DATA IN THIS EXERCISE Block Start

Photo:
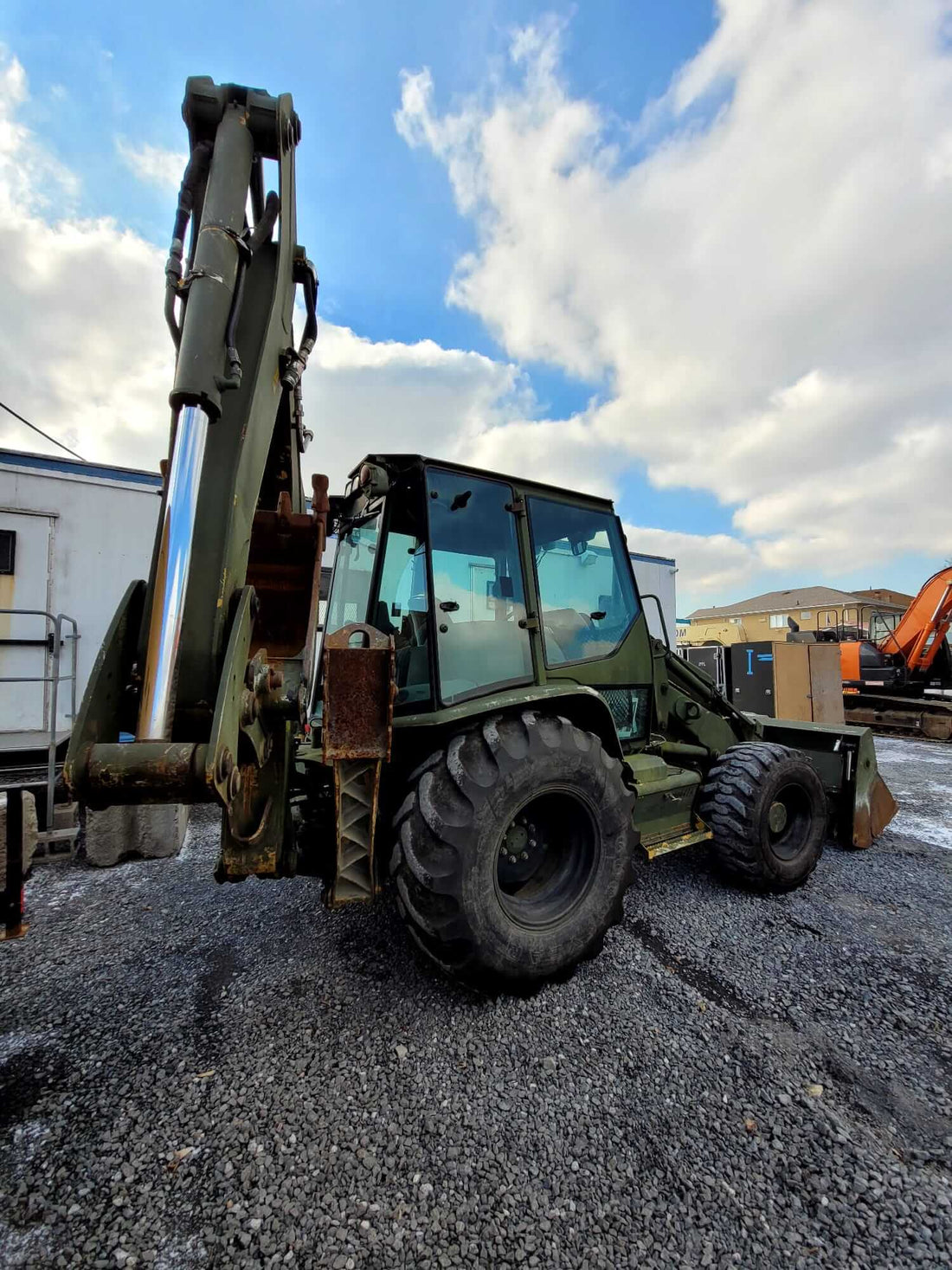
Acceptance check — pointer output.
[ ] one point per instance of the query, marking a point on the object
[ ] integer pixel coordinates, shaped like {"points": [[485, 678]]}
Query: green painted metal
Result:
{"points": [[234, 737]]}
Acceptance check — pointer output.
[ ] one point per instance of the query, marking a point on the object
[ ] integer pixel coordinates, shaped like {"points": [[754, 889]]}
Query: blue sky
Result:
{"points": [[388, 228]]}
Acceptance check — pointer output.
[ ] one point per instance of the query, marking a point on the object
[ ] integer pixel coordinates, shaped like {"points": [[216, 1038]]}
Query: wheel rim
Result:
{"points": [[547, 857], [788, 821]]}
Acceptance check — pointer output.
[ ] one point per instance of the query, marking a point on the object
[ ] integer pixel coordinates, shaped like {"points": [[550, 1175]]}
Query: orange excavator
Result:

DATA IN THIS EXERCISE Block End

WHAT TO WORK ON: Repeat each line of the records exactly, dropping the pictures.

SOLUTION BELOW:
Photo:
Acceptance check — pointer output.
[ ] one point per instance of the query, marking a point on the object
[ ] integer pixel coordinates, shaped like {"points": [[485, 678]]}
Query: green painted metal
Result:
{"points": [[234, 737]]}
Acceptance check — pointer output.
[ ] one point per instance of the query, marking a point on the object
[ ] integer pixel coordinates, shaped like {"points": [[754, 889]]}
Query: blue sky
Result:
{"points": [[388, 228]]}
Acceptance check — pointer output.
[ ] one point per instance of the query, marking a point on the object
[ ] integer pixel coordinates, shaped like {"points": [[216, 1038]]}
Query: wheel rim
Result:
{"points": [[547, 857], [788, 821]]}
Acceptance check — pointer output.
[ ] one point per instance of the query, marking a point on the object
[ ] integer pixel coordinates, shaped like {"points": [[550, 1175]]}
Query: orange excavator
Result:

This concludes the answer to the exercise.